[Begin Data to use]

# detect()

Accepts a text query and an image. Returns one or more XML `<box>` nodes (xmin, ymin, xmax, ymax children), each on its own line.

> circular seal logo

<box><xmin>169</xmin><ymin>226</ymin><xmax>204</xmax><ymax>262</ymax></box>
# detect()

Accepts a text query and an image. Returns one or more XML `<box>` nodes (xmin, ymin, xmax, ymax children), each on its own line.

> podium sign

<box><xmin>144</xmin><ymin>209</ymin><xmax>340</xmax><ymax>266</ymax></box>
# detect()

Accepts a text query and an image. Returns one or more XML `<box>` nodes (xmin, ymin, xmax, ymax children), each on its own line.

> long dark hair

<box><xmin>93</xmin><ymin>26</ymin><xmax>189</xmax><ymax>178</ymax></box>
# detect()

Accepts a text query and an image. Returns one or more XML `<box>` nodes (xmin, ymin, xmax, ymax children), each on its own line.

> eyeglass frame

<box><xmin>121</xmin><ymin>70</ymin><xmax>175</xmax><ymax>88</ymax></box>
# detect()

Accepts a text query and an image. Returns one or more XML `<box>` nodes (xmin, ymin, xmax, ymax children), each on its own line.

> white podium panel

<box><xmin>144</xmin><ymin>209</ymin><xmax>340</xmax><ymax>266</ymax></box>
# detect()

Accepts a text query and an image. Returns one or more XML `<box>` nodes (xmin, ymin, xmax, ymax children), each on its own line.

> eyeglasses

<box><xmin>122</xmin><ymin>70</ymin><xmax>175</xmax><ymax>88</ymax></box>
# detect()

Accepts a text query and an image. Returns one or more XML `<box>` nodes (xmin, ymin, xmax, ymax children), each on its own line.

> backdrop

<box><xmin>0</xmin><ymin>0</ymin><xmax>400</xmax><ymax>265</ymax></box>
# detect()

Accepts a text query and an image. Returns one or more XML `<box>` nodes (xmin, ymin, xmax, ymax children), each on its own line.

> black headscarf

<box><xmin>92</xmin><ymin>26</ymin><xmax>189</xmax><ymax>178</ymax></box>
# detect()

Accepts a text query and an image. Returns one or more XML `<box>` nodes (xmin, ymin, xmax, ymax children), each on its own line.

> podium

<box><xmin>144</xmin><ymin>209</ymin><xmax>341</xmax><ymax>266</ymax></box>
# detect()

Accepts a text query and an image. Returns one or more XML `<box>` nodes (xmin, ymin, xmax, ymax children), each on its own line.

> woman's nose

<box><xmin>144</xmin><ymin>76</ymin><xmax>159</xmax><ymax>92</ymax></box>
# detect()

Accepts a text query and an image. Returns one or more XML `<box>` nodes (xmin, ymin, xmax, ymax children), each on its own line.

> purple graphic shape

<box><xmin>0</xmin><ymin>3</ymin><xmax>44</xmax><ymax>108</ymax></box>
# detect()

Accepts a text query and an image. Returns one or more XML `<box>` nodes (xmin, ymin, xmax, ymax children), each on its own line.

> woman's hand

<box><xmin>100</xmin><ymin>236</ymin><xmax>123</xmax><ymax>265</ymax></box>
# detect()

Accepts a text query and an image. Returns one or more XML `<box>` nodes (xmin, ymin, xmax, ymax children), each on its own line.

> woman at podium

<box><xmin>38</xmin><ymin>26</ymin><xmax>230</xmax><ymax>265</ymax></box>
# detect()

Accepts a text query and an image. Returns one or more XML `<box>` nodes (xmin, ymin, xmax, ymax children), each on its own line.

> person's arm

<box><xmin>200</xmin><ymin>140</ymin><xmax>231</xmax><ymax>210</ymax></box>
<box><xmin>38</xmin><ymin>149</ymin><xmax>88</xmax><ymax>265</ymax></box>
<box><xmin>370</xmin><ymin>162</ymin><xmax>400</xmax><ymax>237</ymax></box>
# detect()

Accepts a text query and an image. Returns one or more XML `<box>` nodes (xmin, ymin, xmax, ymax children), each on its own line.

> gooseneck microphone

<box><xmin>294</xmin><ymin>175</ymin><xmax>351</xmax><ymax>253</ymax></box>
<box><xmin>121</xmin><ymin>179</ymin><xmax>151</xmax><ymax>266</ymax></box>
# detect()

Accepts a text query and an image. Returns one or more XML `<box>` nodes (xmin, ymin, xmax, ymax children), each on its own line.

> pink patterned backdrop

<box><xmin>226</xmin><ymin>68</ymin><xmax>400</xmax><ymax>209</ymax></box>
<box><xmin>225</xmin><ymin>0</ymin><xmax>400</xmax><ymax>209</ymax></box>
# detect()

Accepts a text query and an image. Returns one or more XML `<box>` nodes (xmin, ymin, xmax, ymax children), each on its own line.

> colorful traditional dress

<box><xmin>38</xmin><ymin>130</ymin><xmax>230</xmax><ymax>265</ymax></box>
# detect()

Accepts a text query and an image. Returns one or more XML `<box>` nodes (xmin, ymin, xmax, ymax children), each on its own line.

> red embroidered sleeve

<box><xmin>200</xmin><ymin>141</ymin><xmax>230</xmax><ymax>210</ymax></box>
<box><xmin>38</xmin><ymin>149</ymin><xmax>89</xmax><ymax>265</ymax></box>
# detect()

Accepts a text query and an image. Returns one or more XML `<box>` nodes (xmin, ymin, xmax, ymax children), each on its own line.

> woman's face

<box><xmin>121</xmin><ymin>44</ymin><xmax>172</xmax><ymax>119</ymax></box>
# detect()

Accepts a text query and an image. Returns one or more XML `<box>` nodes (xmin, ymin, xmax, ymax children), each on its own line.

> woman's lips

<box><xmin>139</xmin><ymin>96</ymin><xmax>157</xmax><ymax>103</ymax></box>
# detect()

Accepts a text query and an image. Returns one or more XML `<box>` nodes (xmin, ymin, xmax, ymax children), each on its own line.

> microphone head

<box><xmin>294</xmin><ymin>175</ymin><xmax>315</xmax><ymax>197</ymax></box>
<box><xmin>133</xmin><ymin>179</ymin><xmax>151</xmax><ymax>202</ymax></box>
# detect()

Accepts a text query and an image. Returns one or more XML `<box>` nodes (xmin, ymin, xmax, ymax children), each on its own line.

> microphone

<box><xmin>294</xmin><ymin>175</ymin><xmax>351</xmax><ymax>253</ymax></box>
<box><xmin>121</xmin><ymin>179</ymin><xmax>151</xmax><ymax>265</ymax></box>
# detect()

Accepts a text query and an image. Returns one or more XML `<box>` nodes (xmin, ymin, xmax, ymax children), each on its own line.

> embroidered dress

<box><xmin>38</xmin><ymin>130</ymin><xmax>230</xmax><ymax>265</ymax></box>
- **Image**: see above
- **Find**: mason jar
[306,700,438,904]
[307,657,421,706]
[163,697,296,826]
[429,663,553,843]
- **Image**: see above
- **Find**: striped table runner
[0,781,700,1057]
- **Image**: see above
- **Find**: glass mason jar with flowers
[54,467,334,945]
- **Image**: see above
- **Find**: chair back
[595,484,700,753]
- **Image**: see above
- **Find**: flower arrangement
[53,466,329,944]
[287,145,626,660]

[End Data to use]

> _Aim of the exercise_
Please pull out every line of the material above that contains the word "woman".

> _Output below_
> woman's nose
> woman's hand
> woman at podium
> woman's face
> woman's lips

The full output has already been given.